_Short task_
Update the material from the line containing "Where is the speckled" through the end, changing "ceramic bowl" to "porcelain dish" and leaving everything else unchanged.

_Dataset entries_
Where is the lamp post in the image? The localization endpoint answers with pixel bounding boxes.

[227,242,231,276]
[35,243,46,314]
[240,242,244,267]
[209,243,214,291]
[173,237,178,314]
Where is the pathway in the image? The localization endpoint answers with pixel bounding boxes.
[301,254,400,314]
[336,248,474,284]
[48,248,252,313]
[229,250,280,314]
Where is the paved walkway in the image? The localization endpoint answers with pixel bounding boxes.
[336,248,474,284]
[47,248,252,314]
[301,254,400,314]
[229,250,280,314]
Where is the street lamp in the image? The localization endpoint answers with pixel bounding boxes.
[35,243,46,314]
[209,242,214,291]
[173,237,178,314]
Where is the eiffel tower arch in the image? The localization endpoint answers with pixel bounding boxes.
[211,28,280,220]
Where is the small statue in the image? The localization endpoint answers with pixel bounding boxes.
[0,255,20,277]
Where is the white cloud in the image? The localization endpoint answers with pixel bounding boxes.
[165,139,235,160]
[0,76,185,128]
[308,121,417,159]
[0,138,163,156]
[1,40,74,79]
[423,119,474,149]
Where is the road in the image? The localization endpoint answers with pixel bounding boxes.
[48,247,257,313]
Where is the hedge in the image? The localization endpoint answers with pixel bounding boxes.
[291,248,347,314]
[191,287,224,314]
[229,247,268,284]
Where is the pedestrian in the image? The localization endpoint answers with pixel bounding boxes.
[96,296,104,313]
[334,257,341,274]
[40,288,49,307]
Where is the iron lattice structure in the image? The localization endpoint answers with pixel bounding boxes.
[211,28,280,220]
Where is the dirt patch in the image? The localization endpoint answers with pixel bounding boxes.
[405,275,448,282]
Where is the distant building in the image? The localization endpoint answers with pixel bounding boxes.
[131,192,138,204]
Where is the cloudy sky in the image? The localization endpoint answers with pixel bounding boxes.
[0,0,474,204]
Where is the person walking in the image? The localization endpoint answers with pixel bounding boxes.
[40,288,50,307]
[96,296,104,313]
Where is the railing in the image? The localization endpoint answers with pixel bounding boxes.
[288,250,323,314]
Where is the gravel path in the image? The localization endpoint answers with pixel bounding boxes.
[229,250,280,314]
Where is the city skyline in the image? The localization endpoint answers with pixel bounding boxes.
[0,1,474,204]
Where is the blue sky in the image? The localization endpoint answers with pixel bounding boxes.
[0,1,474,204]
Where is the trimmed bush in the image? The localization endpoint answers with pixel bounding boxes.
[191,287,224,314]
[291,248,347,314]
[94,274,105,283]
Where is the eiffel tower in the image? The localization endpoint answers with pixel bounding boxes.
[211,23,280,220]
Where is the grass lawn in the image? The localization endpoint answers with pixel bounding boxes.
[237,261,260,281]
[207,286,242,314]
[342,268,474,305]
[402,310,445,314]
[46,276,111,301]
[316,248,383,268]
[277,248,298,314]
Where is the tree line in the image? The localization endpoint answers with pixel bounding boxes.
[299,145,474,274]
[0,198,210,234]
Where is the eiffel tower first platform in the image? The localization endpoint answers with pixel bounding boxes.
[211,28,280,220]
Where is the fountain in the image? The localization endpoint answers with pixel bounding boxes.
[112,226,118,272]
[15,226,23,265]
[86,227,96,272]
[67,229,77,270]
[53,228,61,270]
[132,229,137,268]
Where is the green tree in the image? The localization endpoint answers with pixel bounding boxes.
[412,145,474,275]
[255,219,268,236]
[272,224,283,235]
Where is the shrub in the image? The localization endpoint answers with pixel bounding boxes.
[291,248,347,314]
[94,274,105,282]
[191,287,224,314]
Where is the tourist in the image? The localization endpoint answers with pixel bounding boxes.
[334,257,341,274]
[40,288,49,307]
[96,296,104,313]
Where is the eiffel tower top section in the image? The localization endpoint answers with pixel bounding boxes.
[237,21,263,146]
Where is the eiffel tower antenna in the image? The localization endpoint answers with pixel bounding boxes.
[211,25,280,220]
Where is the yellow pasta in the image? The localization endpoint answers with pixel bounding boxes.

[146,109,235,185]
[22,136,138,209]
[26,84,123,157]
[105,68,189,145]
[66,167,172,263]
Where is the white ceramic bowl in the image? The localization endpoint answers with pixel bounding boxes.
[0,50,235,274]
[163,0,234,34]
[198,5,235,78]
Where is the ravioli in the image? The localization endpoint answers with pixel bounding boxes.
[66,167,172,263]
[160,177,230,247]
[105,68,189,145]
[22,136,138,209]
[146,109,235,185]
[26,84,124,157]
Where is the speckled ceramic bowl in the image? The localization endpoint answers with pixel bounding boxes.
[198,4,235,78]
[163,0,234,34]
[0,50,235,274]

_Full answer_
Where is the speckled porcelain dish in the image? The localization endpoint answers with pixel bounding boxes.
[198,4,235,78]
[163,0,234,34]
[0,50,235,274]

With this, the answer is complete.